▸ GOAL OF THE EXERCISE
Filter the records below for the word "tree". Keep each line that has it.

▸ DATA

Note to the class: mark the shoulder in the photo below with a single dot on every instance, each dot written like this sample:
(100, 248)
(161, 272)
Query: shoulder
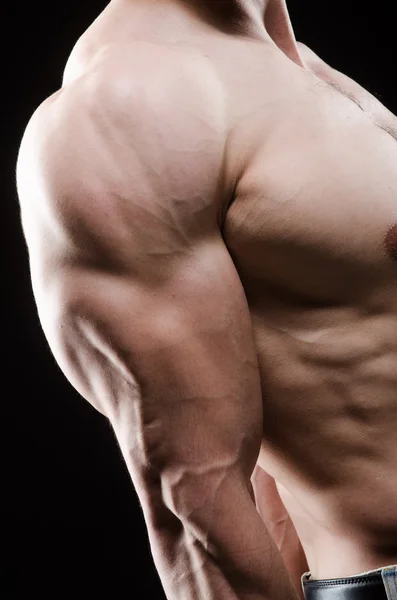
(114, 149)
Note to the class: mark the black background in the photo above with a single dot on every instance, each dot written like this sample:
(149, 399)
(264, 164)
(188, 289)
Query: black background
(72, 524)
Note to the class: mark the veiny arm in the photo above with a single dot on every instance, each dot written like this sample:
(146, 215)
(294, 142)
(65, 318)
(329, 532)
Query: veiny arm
(145, 314)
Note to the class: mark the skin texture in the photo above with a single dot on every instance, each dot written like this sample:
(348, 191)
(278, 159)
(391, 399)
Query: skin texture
(221, 285)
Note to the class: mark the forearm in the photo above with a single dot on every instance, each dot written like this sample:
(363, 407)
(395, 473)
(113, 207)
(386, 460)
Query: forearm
(222, 551)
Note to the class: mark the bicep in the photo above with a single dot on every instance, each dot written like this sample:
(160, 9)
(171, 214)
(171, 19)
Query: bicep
(173, 368)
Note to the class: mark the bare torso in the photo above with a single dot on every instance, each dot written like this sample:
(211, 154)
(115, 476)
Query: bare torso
(311, 225)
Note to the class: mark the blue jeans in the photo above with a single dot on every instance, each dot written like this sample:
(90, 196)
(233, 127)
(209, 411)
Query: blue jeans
(380, 584)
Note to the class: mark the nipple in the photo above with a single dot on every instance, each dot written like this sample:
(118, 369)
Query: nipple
(390, 242)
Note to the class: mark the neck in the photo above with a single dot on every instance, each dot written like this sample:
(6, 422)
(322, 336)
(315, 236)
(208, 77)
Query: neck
(265, 18)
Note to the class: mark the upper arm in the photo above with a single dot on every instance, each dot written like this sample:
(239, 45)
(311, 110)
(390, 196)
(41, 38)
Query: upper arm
(137, 294)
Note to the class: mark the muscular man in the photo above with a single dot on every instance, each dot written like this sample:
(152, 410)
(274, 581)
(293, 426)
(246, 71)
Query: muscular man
(211, 217)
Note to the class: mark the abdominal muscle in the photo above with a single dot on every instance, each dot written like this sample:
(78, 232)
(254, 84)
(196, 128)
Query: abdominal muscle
(330, 448)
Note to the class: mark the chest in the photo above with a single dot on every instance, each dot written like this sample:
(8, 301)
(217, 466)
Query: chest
(315, 209)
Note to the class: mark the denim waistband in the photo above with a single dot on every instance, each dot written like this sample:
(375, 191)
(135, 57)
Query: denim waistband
(380, 584)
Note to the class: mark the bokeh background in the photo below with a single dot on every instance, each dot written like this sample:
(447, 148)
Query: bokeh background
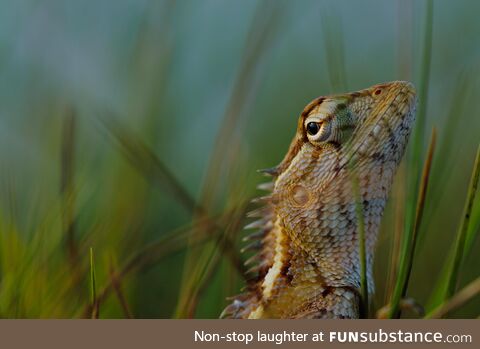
(131, 131)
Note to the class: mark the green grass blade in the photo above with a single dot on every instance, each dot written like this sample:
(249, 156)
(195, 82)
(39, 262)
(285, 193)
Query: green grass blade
(458, 300)
(409, 245)
(93, 288)
(463, 229)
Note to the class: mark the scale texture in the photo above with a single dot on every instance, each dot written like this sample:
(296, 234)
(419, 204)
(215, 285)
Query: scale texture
(307, 262)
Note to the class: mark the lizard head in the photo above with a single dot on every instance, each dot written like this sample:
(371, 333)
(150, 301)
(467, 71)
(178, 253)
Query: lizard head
(370, 123)
(363, 132)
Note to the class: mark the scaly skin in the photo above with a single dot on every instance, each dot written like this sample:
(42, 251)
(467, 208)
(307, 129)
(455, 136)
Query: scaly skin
(308, 263)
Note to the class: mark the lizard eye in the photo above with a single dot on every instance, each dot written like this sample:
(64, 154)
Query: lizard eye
(318, 131)
(313, 128)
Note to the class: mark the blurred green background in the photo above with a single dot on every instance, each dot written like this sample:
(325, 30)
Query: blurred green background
(134, 128)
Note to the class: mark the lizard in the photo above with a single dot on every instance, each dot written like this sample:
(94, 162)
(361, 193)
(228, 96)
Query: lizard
(307, 262)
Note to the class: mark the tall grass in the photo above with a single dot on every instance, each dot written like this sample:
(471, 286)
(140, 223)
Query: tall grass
(124, 185)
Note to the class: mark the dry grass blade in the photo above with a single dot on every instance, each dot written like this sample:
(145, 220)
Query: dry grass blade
(408, 249)
(457, 301)
(462, 232)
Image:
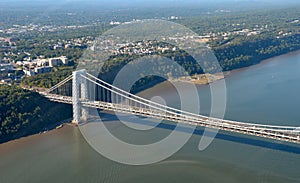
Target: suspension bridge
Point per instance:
(84, 91)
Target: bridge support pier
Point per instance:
(79, 94)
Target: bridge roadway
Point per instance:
(282, 133)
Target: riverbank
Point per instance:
(53, 126)
(205, 79)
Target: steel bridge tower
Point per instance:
(79, 94)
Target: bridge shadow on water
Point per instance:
(280, 146)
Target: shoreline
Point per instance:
(210, 78)
(67, 122)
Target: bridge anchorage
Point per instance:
(85, 91)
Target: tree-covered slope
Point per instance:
(23, 113)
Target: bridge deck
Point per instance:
(277, 133)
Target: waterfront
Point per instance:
(268, 92)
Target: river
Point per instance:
(265, 93)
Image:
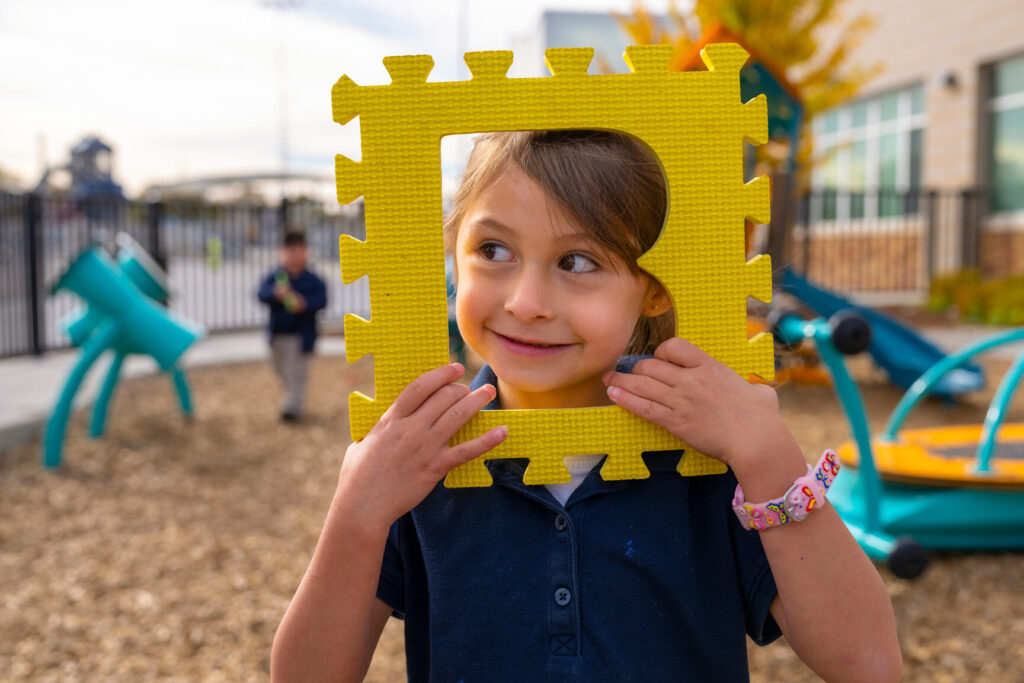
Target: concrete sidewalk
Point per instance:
(29, 386)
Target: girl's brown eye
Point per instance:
(577, 263)
(493, 251)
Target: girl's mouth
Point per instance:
(529, 348)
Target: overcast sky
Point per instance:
(190, 87)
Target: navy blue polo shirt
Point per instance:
(646, 580)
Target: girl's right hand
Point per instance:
(406, 454)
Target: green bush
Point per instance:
(992, 302)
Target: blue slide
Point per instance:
(895, 347)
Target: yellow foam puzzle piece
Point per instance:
(694, 122)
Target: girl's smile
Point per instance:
(546, 307)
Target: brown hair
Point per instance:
(611, 184)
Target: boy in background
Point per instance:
(295, 296)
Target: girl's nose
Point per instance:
(529, 298)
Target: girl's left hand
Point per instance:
(701, 401)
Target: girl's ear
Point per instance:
(656, 300)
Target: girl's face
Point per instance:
(546, 308)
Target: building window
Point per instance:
(1007, 126)
(871, 150)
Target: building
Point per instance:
(929, 159)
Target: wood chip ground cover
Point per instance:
(169, 549)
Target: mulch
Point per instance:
(170, 549)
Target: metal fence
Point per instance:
(888, 242)
(215, 256)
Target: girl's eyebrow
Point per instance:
(494, 223)
(487, 221)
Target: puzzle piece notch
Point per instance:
(757, 121)
(756, 200)
(344, 100)
(726, 58)
(622, 465)
(358, 337)
(348, 178)
(758, 271)
(488, 65)
(648, 58)
(568, 61)
(352, 253)
(409, 69)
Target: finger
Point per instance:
(681, 352)
(663, 371)
(423, 387)
(462, 412)
(641, 385)
(463, 453)
(644, 408)
(440, 400)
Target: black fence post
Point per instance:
(155, 214)
(283, 218)
(804, 216)
(32, 212)
(969, 229)
(931, 233)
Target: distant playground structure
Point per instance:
(124, 313)
(944, 487)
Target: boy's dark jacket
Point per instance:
(309, 288)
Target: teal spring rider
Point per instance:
(944, 487)
(124, 314)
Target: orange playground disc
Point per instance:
(946, 457)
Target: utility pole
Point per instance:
(283, 146)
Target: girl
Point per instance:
(650, 580)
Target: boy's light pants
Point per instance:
(292, 366)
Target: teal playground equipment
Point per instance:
(955, 487)
(896, 348)
(124, 314)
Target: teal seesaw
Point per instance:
(123, 314)
(909, 491)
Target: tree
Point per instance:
(784, 32)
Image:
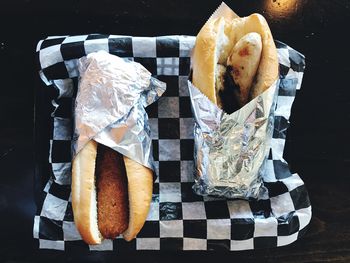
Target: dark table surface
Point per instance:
(317, 144)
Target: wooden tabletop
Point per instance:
(317, 145)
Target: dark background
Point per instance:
(317, 144)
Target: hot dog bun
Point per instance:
(123, 207)
(230, 44)
(84, 199)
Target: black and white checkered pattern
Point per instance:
(179, 219)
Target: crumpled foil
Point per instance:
(231, 149)
(110, 105)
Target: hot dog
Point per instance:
(111, 194)
(234, 60)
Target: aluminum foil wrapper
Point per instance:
(110, 105)
(231, 149)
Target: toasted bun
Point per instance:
(84, 201)
(214, 43)
(140, 183)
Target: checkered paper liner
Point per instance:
(178, 219)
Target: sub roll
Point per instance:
(234, 60)
(111, 194)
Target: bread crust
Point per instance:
(84, 194)
(140, 186)
(204, 58)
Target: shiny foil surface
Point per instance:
(231, 149)
(110, 105)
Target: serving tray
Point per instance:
(178, 219)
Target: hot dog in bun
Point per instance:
(111, 194)
(234, 60)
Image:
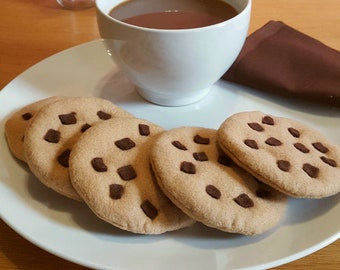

▸ WRITTEN SOLUTION
Target: tree-covered slope
Target: tree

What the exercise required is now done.